- [Aim of the task]
In the listing below, find the line containing "Mark each instance of the stone window". Write out that line and every line after it to the end, exactly and only those.

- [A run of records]

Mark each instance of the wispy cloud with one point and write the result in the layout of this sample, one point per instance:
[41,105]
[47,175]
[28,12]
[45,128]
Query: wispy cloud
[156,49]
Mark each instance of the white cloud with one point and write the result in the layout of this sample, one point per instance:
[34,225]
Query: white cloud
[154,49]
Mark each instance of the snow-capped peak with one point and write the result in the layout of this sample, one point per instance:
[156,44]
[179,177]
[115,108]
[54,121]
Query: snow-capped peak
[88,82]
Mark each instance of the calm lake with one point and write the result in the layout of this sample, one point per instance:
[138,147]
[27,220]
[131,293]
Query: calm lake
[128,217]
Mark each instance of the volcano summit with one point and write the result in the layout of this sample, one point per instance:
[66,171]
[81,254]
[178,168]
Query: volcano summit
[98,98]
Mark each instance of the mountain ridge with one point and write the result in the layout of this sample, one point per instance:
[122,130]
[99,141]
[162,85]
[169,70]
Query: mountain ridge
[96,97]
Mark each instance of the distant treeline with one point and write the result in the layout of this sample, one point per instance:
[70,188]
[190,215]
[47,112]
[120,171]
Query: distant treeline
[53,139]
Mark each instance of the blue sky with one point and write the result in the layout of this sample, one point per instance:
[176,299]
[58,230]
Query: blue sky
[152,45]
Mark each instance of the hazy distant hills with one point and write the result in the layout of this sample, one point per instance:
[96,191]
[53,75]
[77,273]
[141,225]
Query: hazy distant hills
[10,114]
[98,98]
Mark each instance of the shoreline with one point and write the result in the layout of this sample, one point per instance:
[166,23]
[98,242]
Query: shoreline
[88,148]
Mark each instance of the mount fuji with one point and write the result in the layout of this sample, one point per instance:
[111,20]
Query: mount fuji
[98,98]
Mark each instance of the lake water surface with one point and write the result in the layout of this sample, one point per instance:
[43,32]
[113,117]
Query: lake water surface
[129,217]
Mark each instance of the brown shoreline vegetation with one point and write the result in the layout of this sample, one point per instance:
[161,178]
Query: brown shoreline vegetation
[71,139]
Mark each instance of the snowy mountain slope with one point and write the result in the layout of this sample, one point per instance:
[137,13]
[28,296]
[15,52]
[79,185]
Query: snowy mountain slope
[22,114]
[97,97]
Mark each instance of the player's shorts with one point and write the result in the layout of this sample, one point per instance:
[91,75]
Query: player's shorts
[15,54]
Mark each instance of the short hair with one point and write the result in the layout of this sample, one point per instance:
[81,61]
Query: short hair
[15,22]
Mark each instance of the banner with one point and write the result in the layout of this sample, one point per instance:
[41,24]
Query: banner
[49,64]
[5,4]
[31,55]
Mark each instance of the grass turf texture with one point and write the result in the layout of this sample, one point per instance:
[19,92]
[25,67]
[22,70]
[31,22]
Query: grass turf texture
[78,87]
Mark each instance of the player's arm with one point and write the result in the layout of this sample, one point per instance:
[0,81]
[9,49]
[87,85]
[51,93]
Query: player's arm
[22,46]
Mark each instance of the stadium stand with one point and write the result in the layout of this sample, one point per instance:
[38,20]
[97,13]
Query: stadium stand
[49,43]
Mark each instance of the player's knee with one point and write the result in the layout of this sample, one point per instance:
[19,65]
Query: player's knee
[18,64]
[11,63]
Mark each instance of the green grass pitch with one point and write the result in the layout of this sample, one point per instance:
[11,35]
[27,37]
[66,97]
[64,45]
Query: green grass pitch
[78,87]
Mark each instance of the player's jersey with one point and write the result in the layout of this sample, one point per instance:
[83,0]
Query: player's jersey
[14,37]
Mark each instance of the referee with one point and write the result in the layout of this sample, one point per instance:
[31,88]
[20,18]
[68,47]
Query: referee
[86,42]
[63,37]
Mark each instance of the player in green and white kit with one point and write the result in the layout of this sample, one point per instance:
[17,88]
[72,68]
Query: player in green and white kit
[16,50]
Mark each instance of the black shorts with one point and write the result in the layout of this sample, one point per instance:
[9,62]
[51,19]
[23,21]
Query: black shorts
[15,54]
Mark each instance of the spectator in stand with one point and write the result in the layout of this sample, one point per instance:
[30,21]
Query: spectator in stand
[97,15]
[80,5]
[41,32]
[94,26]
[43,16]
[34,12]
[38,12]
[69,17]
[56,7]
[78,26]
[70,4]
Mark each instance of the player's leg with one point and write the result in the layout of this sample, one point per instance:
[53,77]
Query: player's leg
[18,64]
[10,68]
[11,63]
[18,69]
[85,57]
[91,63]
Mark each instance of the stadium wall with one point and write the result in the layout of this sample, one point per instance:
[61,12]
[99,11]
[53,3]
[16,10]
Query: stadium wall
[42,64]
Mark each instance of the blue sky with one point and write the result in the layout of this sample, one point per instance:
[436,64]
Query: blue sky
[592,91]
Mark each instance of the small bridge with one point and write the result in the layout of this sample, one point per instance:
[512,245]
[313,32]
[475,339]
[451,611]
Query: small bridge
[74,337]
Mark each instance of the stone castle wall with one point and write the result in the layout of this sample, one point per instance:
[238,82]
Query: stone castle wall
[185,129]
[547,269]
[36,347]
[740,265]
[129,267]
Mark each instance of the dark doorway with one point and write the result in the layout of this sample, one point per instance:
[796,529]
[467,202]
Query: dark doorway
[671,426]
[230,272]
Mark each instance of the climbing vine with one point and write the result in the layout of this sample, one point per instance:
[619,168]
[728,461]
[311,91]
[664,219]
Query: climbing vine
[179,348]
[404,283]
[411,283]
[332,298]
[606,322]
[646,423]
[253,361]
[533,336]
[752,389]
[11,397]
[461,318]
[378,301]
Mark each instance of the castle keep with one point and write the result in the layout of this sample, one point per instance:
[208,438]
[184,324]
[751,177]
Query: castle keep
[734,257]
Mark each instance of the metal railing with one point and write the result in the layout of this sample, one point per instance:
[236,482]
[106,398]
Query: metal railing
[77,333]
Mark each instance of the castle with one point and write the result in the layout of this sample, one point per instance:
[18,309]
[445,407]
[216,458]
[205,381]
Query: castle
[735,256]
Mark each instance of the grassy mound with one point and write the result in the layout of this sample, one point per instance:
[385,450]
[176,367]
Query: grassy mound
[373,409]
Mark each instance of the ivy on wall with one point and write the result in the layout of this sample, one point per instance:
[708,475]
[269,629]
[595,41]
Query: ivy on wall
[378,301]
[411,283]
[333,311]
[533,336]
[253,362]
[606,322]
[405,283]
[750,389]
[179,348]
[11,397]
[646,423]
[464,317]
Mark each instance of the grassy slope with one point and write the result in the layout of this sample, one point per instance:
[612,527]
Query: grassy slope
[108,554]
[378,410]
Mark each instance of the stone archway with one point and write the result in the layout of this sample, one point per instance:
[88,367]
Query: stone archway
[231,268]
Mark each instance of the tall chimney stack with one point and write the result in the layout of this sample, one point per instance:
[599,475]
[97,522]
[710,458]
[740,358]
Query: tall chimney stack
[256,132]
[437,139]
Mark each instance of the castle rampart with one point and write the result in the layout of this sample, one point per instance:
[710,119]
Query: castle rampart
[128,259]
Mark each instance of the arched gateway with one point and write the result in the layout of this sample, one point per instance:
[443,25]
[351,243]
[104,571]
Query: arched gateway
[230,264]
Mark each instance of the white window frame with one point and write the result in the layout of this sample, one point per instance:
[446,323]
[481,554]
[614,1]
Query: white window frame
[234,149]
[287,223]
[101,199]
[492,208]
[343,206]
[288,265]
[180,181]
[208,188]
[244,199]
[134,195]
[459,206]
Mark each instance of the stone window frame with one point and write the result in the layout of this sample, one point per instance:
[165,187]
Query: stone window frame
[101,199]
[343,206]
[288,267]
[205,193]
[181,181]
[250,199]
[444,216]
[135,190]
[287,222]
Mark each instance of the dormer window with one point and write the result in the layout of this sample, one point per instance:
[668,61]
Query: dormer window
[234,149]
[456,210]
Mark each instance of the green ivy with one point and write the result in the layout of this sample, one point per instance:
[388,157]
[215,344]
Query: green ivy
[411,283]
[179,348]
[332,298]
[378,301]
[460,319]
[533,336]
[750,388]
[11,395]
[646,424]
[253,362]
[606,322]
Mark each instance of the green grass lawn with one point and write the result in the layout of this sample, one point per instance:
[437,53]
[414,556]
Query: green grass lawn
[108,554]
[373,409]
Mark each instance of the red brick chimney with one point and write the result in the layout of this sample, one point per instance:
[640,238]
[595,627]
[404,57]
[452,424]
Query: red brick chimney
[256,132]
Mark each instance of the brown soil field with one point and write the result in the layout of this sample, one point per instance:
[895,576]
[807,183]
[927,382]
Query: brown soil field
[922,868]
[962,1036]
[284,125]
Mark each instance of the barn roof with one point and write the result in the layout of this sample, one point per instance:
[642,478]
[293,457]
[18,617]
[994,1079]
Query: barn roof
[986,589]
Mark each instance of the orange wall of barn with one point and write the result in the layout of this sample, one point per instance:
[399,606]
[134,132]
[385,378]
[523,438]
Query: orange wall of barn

- [Answer for this exercise]
Mark each instance of the stone window frame with one point and write the result in the layout of this sample, one point per instance:
[165,187]
Query: stone window frame
[101,199]
[343,206]
[288,267]
[205,193]
[181,181]
[250,199]
[444,216]
[135,190]
[287,222]
Mark each instance of the dormer window with one point and write the result in the layout of this sample, one point per instance:
[668,61]
Query: dormer window
[234,149]
[456,210]
Mark each instance of the green ivy with one point and write the result in the layout of this sample, one point per instance:
[388,157]
[215,344]
Query: green ivy
[411,283]
[179,348]
[332,298]
[378,301]
[460,319]
[533,336]
[750,388]
[11,395]
[646,424]
[253,362]
[606,322]
Mark each instance of the green grass lawn with one point and write the result in the layout of this sample, one point per instance:
[437,53]
[414,556]
Query: green grass lawn
[108,554]
[373,409]
Mark each instance of the red brick chimney with one point and write the result in the layout of this sample, one point per instance:
[640,238]
[595,627]
[404,57]
[452,424]
Query: red brick chimney
[256,132]
Mark each instance of the brown soil field with one point and write the result in the layout of this sample, one point per instance:
[895,576]
[807,183]
[927,382]
Query: brown soil field
[922,868]
[962,1036]
[284,125]
Mark each instance of the barn roof with one point and write the result in the layout of this sample, one point per instance:
[642,478]
[293,457]
[18,617]
[994,1079]
Query: barn roof
[986,589]
Mark each instance of the orange wall of barn with one point and write the result in the layout of this sample, one point per instance:
[399,606]
[134,132]
[385,378]
[523,438]
Query: orange wall of barn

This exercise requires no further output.